### Goal of the exercise
Include no pictures. Output exactly the lines from the one that contains "the white countertop" through the final line of the entries.

Lines of data:
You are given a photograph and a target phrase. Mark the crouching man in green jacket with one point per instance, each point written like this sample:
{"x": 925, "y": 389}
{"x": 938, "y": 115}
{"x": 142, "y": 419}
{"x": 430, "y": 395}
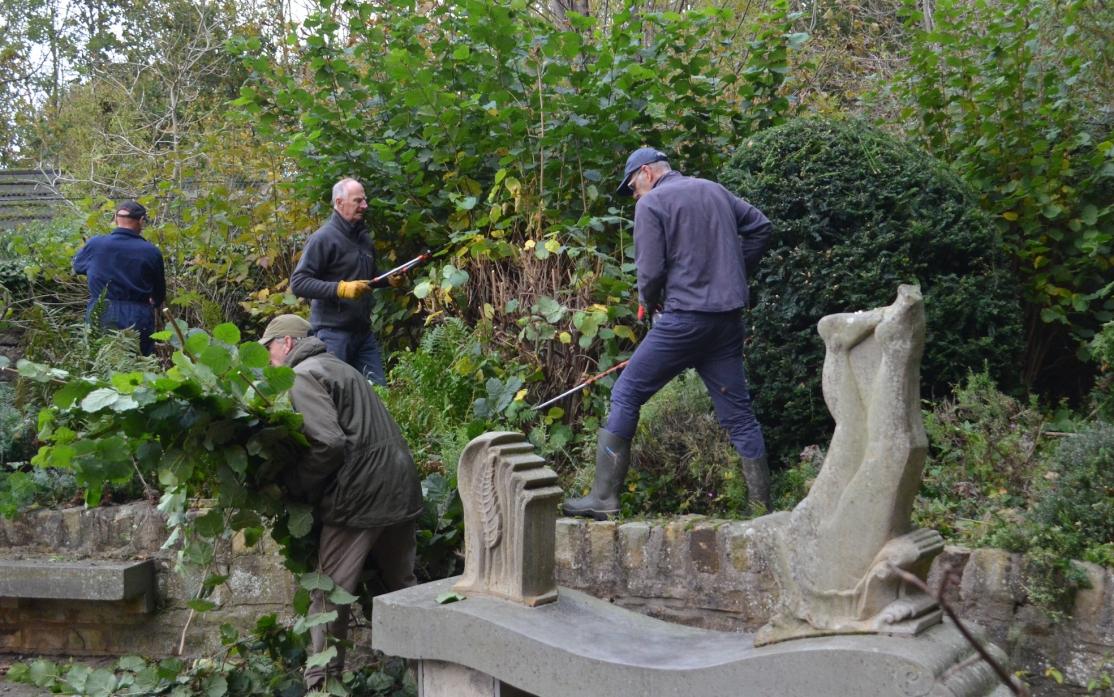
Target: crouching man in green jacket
{"x": 358, "y": 472}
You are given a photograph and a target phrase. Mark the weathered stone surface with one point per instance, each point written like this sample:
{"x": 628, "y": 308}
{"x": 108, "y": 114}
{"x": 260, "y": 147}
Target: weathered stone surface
{"x": 76, "y": 580}
{"x": 844, "y": 545}
{"x": 589, "y": 648}
{"x": 509, "y": 498}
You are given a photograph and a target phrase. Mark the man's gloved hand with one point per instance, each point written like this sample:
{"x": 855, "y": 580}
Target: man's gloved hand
{"x": 352, "y": 290}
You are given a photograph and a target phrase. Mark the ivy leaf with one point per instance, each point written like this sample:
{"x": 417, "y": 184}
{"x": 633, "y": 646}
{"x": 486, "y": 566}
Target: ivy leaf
{"x": 101, "y": 683}
{"x": 98, "y": 400}
{"x": 216, "y": 357}
{"x": 215, "y": 686}
{"x": 253, "y": 354}
{"x": 316, "y": 581}
{"x": 321, "y": 659}
{"x": 227, "y": 333}
{"x": 201, "y": 605}
{"x": 339, "y": 596}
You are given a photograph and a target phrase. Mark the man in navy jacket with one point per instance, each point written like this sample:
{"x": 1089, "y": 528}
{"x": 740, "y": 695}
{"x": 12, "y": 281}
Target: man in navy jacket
{"x": 128, "y": 272}
{"x": 695, "y": 242}
{"x": 335, "y": 272}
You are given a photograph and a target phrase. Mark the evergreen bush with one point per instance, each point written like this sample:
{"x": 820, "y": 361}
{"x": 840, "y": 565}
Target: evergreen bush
{"x": 857, "y": 213}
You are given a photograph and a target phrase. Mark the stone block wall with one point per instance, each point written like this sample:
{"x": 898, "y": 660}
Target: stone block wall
{"x": 257, "y": 582}
{"x": 693, "y": 570}
{"x": 714, "y": 573}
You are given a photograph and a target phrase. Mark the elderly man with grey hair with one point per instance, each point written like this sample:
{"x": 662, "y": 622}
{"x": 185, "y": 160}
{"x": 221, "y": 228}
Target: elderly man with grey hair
{"x": 357, "y": 472}
{"x": 335, "y": 272}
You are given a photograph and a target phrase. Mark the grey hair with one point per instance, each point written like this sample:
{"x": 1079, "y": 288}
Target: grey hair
{"x": 339, "y": 188}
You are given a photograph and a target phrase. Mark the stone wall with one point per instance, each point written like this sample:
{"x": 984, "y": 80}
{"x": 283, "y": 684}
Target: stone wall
{"x": 692, "y": 570}
{"x": 713, "y": 573}
{"x": 257, "y": 581}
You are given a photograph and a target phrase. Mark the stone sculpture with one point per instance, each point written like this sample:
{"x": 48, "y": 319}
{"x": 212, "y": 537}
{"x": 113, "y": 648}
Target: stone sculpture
{"x": 510, "y": 500}
{"x": 837, "y": 551}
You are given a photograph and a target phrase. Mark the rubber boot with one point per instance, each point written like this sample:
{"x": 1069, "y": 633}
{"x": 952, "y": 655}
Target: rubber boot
{"x": 756, "y": 473}
{"x": 613, "y": 460}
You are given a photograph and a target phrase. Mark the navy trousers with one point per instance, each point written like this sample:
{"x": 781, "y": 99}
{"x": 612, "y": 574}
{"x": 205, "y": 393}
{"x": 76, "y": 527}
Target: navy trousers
{"x": 360, "y": 350}
{"x": 126, "y": 314}
{"x": 713, "y": 344}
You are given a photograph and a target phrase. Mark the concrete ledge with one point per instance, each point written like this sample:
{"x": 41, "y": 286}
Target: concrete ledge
{"x": 589, "y": 648}
{"x": 77, "y": 580}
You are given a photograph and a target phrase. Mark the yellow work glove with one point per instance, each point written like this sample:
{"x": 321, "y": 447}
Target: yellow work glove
{"x": 352, "y": 290}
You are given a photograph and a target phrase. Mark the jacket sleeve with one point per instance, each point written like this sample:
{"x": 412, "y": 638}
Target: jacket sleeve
{"x": 650, "y": 255}
{"x": 754, "y": 228}
{"x": 306, "y": 280}
{"x": 322, "y": 430}
{"x": 158, "y": 283}
{"x": 81, "y": 259}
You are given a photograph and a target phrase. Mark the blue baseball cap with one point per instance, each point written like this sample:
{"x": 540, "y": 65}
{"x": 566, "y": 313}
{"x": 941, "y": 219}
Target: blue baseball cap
{"x": 639, "y": 157}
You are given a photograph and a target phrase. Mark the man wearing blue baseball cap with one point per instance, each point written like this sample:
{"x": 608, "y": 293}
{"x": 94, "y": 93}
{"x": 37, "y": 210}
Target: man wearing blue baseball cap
{"x": 695, "y": 243}
{"x": 127, "y": 272}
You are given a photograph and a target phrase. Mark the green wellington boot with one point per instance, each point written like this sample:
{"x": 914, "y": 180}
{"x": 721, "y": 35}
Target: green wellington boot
{"x": 756, "y": 473}
{"x": 613, "y": 460}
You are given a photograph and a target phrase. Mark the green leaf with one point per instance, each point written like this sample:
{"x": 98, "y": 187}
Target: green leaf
{"x": 322, "y": 659}
{"x": 253, "y": 354}
{"x": 196, "y": 342}
{"x": 216, "y": 357}
{"x": 215, "y": 686}
{"x": 101, "y": 683}
{"x": 316, "y": 581}
{"x": 99, "y": 399}
{"x": 201, "y": 605}
{"x": 134, "y": 664}
{"x": 339, "y": 596}
{"x": 227, "y": 333}
{"x": 449, "y": 597}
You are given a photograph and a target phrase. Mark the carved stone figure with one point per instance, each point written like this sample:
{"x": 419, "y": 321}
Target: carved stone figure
{"x": 510, "y": 499}
{"x": 838, "y": 549}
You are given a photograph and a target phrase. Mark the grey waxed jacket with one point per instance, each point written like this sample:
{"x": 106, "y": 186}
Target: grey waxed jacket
{"x": 695, "y": 243}
{"x": 358, "y": 470}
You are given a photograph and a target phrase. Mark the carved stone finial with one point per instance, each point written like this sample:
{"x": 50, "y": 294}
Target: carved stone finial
{"x": 510, "y": 499}
{"x": 839, "y": 547}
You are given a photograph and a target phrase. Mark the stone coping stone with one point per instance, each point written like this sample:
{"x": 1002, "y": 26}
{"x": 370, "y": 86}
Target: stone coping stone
{"x": 587, "y": 647}
{"x": 76, "y": 580}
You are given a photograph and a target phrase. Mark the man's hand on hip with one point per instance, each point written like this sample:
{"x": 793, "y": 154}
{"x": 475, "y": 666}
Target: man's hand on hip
{"x": 352, "y": 290}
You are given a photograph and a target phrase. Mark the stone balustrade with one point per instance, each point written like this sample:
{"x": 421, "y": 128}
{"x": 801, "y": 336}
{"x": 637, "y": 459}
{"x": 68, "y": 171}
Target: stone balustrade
{"x": 692, "y": 570}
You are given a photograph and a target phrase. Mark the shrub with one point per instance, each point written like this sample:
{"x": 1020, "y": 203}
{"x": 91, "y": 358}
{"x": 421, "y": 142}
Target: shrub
{"x": 1071, "y": 518}
{"x": 857, "y": 213}
{"x": 682, "y": 461}
{"x": 985, "y": 453}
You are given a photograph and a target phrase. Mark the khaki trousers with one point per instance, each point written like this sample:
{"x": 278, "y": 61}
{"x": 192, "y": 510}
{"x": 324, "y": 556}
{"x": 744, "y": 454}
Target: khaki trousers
{"x": 341, "y": 557}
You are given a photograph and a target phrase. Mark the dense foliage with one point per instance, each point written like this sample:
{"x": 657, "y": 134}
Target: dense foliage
{"x": 1015, "y": 96}
{"x": 482, "y": 125}
{"x": 857, "y": 213}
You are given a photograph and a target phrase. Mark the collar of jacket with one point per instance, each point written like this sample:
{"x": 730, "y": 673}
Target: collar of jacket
{"x": 351, "y": 229}
{"x": 666, "y": 177}
{"x": 304, "y": 349}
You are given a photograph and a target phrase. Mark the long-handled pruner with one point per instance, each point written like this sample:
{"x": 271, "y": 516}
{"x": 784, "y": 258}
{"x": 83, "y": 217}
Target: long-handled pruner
{"x": 584, "y": 384}
{"x": 401, "y": 268}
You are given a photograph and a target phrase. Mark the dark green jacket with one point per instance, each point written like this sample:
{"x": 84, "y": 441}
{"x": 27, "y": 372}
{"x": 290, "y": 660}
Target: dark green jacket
{"x": 358, "y": 470}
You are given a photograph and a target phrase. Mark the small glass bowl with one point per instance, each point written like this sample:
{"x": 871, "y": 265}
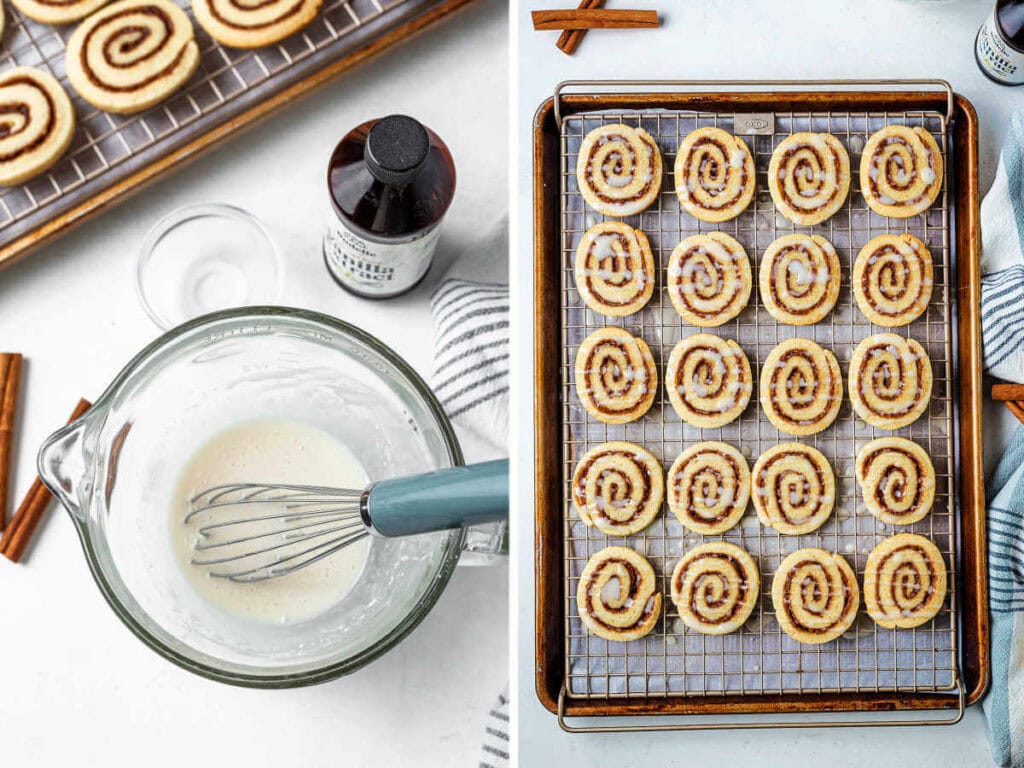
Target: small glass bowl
{"x": 202, "y": 258}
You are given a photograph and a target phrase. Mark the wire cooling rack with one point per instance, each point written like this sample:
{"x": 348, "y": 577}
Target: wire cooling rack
{"x": 760, "y": 657}
{"x": 107, "y": 148}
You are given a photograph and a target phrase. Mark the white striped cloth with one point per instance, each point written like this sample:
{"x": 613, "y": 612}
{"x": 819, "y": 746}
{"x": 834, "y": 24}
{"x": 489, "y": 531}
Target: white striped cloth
{"x": 1003, "y": 334}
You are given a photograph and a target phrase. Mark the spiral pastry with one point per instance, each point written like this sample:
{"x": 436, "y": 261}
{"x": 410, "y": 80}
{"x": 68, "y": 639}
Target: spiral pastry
{"x": 131, "y": 54}
{"x": 615, "y": 378}
{"x": 57, "y": 11}
{"x": 709, "y": 279}
{"x": 37, "y": 122}
{"x": 900, "y": 171}
{"x": 892, "y": 280}
{"x": 253, "y": 24}
{"x": 709, "y": 486}
{"x": 809, "y": 177}
{"x": 800, "y": 276}
{"x": 801, "y": 387}
{"x": 619, "y": 170}
{"x": 890, "y": 380}
{"x": 904, "y": 582}
{"x": 714, "y": 175}
{"x": 617, "y": 596}
{"x": 794, "y": 488}
{"x": 709, "y": 380}
{"x": 897, "y": 480}
{"x": 715, "y": 588}
{"x": 614, "y": 269}
{"x": 617, "y": 487}
{"x": 815, "y": 596}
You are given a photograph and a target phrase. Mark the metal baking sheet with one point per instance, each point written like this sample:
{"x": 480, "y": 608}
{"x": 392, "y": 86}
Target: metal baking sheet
{"x": 760, "y": 657}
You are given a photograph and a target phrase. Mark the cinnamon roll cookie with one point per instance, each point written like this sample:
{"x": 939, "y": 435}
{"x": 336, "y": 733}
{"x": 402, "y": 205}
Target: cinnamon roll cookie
{"x": 709, "y": 279}
{"x": 709, "y": 486}
{"x": 714, "y": 175}
{"x": 617, "y": 487}
{"x": 708, "y": 380}
{"x": 800, "y": 276}
{"x": 614, "y": 269}
{"x": 617, "y": 595}
{"x": 242, "y": 24}
{"x": 715, "y": 588}
{"x": 57, "y": 11}
{"x": 809, "y": 177}
{"x": 815, "y": 596}
{"x": 801, "y": 387}
{"x": 131, "y": 54}
{"x": 619, "y": 170}
{"x": 615, "y": 377}
{"x": 897, "y": 479}
{"x": 904, "y": 582}
{"x": 892, "y": 280}
{"x": 793, "y": 487}
{"x": 901, "y": 171}
{"x": 890, "y": 381}
{"x": 37, "y": 123}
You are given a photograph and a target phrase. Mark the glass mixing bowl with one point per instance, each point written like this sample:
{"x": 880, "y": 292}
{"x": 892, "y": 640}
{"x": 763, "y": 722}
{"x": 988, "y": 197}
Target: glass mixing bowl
{"x": 115, "y": 469}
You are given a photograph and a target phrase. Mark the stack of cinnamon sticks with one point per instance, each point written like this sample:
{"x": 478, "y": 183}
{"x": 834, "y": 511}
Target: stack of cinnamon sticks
{"x": 18, "y": 530}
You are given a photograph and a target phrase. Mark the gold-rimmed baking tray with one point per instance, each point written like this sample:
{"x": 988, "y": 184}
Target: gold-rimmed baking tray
{"x": 943, "y": 666}
{"x": 112, "y": 156}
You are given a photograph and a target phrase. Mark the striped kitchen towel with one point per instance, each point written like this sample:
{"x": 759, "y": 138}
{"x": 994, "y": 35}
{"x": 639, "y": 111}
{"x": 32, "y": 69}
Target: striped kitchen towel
{"x": 470, "y": 309}
{"x": 1003, "y": 333}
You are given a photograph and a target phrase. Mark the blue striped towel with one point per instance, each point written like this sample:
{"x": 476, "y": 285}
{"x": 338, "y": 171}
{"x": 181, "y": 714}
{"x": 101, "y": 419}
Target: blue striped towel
{"x": 1003, "y": 334}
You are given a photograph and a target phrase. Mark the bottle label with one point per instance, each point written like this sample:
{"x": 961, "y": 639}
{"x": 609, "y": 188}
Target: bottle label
{"x": 376, "y": 268}
{"x": 997, "y": 58}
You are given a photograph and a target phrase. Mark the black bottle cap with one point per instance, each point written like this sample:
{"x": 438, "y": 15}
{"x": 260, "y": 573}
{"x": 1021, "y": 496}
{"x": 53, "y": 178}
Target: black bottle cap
{"x": 396, "y": 148}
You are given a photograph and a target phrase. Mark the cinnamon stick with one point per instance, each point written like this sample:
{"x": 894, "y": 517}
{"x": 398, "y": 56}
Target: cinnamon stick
{"x": 597, "y": 18}
{"x": 10, "y": 381}
{"x": 1006, "y": 391}
{"x": 24, "y": 523}
{"x": 569, "y": 40}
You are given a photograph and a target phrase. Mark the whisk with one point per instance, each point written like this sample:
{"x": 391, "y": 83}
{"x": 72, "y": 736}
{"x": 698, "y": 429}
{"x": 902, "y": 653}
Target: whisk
{"x": 305, "y": 523}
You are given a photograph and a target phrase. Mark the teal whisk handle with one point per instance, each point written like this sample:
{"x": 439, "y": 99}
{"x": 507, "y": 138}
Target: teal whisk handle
{"x": 439, "y": 501}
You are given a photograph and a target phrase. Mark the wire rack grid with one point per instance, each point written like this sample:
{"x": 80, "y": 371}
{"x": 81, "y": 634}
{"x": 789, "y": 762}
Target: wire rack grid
{"x": 108, "y": 147}
{"x": 760, "y": 657}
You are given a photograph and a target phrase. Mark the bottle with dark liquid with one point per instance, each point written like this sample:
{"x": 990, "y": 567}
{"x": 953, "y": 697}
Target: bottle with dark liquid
{"x": 999, "y": 48}
{"x": 390, "y": 182}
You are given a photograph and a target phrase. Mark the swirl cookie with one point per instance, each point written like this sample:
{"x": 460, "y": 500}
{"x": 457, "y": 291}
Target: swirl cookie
{"x": 615, "y": 377}
{"x": 56, "y": 11}
{"x": 716, "y": 587}
{"x": 617, "y": 487}
{"x": 617, "y": 595}
{"x": 619, "y": 170}
{"x": 709, "y": 279}
{"x": 809, "y": 177}
{"x": 248, "y": 25}
{"x": 614, "y": 269}
{"x": 714, "y": 175}
{"x": 708, "y": 380}
{"x": 708, "y": 487}
{"x": 904, "y": 582}
{"x": 815, "y": 596}
{"x": 793, "y": 487}
{"x": 800, "y": 276}
{"x": 131, "y": 54}
{"x": 37, "y": 123}
{"x": 892, "y": 280}
{"x": 801, "y": 387}
{"x": 901, "y": 171}
{"x": 897, "y": 479}
{"x": 890, "y": 381}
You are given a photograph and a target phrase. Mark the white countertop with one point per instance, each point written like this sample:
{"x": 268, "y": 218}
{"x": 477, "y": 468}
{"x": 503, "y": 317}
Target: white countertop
{"x": 699, "y": 39}
{"x": 78, "y": 688}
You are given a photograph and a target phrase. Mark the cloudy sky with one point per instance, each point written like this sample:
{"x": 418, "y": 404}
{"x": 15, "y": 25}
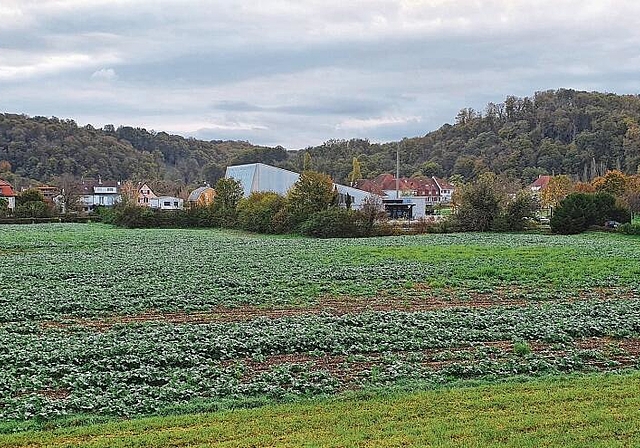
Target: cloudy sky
{"x": 297, "y": 73}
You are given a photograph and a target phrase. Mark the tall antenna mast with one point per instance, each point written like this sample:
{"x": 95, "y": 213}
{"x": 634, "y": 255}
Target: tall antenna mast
{"x": 397, "y": 170}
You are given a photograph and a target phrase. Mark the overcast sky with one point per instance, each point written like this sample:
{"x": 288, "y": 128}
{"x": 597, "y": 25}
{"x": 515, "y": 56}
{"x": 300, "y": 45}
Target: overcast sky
{"x": 297, "y": 73}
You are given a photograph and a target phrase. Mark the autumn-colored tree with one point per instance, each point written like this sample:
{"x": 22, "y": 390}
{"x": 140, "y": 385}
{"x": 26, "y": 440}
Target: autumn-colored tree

### Response below
You are given a photograph and a target phrase. Mark the white countertop with one point per instance, each point written like this sample:
{"x": 268, "y": 218}
{"x": 477, "y": 468}
{"x": 503, "y": 317}
Target: white countertop
{"x": 699, "y": 39}
{"x": 78, "y": 688}
You are given a photograph and a target phrase. Mark the cloudy sky with one point per instance, each point written like this sample:
{"x": 418, "y": 404}
{"x": 15, "y": 25}
Target: cloudy sky
{"x": 297, "y": 73}
You are given a photograph and a target phrase. Mark the tall antenna mast with one point per instance, each point written like this sample:
{"x": 95, "y": 213}
{"x": 634, "y": 255}
Target: tall antenna mast
{"x": 397, "y": 170}
You are given a photograph and a target phrase. Mark the overcast sky with one point per instance, each point written like this sample:
{"x": 288, "y": 128}
{"x": 597, "y": 25}
{"x": 515, "y": 56}
{"x": 300, "y": 45}
Target: overcast sky
{"x": 297, "y": 73}
You are given a photograph and a target phrase. Mark the autumn-colored tree with one point per instance, each point written like this sample:
{"x": 22, "y": 390}
{"x": 140, "y": 385}
{"x": 26, "y": 440}
Target: autumn-colored tree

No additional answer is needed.